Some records
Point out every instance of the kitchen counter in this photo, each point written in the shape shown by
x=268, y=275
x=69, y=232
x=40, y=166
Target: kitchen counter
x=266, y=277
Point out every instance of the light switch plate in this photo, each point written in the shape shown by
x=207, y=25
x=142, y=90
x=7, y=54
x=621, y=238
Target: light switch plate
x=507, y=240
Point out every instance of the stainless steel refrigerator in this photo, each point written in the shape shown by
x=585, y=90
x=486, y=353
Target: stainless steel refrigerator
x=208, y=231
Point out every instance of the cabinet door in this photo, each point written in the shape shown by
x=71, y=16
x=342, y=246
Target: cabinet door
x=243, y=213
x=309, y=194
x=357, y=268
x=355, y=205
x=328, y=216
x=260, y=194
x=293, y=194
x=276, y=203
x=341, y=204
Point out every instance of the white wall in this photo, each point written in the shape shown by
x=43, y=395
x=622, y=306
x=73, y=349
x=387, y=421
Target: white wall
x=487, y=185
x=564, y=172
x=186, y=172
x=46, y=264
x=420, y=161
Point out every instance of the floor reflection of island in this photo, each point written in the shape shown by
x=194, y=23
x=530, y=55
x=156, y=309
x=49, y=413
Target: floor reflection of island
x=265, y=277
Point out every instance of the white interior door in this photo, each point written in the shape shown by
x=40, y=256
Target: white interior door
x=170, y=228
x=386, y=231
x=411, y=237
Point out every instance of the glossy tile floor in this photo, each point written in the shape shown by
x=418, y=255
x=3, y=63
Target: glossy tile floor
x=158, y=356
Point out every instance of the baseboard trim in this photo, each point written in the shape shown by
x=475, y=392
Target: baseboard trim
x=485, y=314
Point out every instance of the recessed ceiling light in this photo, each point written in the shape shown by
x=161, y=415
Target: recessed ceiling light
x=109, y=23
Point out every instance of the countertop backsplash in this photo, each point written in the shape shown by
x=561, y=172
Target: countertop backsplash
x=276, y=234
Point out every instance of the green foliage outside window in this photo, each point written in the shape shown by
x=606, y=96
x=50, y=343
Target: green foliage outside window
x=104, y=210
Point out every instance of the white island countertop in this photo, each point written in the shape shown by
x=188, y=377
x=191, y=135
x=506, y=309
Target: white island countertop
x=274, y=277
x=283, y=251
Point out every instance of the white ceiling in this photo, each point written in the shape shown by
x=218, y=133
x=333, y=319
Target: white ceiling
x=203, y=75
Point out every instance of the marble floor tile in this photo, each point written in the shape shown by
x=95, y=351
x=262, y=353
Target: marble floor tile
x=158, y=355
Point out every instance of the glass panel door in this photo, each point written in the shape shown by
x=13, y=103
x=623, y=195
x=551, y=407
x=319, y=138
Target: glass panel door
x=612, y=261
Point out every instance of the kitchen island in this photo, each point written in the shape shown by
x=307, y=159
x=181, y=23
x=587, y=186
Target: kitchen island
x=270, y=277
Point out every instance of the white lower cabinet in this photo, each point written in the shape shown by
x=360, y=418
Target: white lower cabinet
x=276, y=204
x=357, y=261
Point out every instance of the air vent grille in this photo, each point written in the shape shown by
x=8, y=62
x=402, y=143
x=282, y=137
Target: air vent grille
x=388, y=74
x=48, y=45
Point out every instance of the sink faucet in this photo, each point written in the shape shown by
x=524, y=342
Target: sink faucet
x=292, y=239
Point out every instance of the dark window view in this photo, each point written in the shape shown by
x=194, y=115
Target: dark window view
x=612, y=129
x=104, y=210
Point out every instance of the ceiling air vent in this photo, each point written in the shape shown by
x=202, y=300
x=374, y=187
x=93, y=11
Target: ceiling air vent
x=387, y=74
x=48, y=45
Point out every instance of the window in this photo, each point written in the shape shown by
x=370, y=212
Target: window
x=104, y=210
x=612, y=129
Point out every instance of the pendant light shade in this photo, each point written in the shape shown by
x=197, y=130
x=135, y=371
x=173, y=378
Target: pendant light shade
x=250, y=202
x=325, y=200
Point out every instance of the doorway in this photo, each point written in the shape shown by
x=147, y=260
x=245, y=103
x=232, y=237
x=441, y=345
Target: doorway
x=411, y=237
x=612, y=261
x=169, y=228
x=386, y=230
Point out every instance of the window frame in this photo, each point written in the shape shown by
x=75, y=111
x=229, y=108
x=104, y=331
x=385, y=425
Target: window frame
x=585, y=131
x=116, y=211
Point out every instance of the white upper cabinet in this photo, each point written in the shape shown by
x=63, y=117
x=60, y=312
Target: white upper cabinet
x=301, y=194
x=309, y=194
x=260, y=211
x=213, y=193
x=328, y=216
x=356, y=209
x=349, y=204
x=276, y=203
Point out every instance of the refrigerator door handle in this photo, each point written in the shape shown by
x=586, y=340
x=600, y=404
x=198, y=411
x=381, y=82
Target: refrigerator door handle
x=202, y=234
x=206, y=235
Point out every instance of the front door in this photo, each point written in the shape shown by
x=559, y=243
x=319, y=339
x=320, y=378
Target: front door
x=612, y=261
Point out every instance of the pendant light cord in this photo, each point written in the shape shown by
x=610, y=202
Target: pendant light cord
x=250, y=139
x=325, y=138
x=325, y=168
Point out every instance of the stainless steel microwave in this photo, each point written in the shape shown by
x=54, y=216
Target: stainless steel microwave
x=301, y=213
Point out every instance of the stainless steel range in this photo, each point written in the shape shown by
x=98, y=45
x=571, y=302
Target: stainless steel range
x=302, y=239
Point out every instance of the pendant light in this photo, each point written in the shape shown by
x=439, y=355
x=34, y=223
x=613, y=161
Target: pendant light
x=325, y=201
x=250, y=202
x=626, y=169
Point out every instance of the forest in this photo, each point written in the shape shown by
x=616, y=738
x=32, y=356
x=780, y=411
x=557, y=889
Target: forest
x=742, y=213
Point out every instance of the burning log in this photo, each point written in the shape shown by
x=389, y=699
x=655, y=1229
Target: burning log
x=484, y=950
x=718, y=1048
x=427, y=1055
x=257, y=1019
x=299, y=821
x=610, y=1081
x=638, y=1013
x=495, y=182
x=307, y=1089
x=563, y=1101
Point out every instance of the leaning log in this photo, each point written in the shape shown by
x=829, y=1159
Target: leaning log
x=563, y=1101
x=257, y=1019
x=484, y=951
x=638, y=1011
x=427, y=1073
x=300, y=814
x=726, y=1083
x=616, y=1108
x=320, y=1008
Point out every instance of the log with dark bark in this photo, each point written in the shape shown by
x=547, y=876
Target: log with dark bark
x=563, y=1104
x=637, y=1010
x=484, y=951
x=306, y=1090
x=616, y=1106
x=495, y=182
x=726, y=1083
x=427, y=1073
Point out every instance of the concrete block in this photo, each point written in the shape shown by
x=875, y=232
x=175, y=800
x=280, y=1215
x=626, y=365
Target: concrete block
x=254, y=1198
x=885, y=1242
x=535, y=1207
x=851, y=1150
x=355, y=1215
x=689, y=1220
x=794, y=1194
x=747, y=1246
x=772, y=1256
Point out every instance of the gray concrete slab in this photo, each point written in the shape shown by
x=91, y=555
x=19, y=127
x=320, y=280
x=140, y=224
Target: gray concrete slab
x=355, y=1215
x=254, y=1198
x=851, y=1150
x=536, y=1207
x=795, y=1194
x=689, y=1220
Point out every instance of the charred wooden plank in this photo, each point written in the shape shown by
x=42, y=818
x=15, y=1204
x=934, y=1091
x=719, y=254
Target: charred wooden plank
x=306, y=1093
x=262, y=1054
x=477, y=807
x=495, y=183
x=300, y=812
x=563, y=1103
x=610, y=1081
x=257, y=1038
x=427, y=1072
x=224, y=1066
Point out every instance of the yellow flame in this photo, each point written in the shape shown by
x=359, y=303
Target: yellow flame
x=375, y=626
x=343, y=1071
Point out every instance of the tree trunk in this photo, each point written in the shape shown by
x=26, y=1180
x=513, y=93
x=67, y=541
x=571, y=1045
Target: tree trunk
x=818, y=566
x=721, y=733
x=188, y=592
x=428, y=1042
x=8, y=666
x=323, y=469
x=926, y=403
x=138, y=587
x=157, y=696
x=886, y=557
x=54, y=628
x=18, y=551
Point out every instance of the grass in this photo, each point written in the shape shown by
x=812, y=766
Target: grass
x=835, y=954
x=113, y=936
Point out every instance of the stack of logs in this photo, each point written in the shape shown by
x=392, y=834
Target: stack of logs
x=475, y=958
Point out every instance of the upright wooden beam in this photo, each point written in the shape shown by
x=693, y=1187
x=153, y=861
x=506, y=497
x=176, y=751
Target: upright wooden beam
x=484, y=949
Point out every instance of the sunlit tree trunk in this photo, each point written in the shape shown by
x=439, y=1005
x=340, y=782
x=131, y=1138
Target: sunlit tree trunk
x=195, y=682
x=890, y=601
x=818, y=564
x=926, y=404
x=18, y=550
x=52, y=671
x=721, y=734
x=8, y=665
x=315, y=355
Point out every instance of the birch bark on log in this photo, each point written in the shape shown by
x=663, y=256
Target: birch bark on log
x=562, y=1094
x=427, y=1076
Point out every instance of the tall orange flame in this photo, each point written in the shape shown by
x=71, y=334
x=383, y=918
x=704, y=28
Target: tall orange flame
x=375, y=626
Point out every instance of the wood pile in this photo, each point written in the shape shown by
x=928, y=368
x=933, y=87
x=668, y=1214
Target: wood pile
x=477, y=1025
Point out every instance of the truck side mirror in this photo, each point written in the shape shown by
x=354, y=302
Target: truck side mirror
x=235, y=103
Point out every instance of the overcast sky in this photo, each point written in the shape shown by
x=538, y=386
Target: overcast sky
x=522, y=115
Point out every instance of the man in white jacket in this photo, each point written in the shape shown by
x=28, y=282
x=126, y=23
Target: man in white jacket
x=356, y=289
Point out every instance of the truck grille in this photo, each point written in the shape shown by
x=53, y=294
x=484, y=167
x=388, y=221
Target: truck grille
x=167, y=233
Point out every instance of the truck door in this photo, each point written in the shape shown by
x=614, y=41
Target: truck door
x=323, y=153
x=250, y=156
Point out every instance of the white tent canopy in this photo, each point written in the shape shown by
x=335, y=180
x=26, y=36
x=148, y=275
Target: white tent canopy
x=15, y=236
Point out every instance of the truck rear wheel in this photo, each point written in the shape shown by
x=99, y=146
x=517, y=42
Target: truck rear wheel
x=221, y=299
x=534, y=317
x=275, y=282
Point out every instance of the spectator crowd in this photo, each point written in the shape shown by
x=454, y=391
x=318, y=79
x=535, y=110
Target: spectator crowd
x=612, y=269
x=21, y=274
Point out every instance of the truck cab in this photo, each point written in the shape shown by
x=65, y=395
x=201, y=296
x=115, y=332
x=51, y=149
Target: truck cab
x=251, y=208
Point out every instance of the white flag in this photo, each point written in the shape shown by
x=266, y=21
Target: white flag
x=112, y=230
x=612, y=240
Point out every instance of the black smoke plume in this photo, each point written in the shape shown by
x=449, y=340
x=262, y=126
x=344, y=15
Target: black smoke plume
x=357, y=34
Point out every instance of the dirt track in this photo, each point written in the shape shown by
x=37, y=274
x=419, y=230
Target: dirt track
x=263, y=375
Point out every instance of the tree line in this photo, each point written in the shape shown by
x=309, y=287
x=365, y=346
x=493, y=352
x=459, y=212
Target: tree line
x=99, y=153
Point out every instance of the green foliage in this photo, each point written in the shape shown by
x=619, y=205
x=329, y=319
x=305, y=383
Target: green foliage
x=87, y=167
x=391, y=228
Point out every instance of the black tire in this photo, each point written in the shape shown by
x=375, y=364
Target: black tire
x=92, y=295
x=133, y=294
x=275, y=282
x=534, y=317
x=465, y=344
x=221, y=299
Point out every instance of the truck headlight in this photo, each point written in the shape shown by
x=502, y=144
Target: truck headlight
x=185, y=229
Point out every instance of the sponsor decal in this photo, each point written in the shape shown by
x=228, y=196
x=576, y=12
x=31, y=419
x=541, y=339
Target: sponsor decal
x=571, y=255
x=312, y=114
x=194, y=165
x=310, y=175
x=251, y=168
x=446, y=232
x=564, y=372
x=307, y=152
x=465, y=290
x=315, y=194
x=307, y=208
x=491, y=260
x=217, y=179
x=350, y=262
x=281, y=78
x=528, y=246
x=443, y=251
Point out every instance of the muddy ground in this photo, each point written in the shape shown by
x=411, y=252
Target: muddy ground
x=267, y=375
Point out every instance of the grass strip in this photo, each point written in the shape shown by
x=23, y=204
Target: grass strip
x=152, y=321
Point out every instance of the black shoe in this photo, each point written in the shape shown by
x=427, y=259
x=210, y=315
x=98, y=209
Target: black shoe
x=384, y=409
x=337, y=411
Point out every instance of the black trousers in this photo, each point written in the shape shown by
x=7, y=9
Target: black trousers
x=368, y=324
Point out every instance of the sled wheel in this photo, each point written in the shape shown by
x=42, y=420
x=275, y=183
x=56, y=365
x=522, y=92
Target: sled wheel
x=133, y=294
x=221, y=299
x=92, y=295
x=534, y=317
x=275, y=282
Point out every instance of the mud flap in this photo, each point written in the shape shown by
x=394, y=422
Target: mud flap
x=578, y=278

**Aim of the exercise:**
Please repeat the data from its first line through the line containing "x=485, y=314", swapping "instance" for "occurrence" and keeping everything else the same.

**Solved problem:**
Point out every occurrence of the kitchen counter in this photo, each point written in the shape shown by
x=268, y=275
x=69, y=232
x=40, y=166
Target: kitchen counter
x=266, y=277
Point out every occurrence of the light switch plate in this photo, each point written in the shape shown by
x=207, y=25
x=142, y=90
x=7, y=54
x=621, y=238
Target: light switch plate
x=507, y=240
Point out every occurrence of the stainless steel refrigerator in this photo, each point written in the shape shown by
x=585, y=90
x=486, y=353
Target: stainless steel refrigerator
x=208, y=231
Point out every occurrence of the cabinet door in this photo, each point written in the shape shown by
x=71, y=16
x=342, y=246
Target: cabinet door
x=243, y=213
x=309, y=194
x=357, y=268
x=355, y=205
x=328, y=216
x=260, y=194
x=293, y=194
x=276, y=203
x=341, y=204
Point out every occurrence of the white wall in this photo, each point written in the shape shown by
x=43, y=395
x=622, y=306
x=73, y=349
x=387, y=421
Target: white wall
x=487, y=185
x=564, y=172
x=186, y=172
x=46, y=264
x=420, y=161
Point out every occurrence of the floor reflection of island in this photo, each point written in the shape shown by
x=194, y=23
x=530, y=55
x=156, y=309
x=49, y=413
Target: floor reflection of island
x=265, y=277
Point out every occurrence of the white interior door in this photo, each point written in the shape shown by
x=40, y=256
Target: white interior door
x=170, y=228
x=386, y=231
x=411, y=237
Point out every occurrence of the glossy tile floor in this photo, each point written in the shape shown by
x=418, y=255
x=3, y=63
Target: glossy tile floor
x=158, y=356
Point out every occurrence of the baseboard trim in this photo, each point written in the shape shown by
x=475, y=392
Target: baseboard trim
x=485, y=314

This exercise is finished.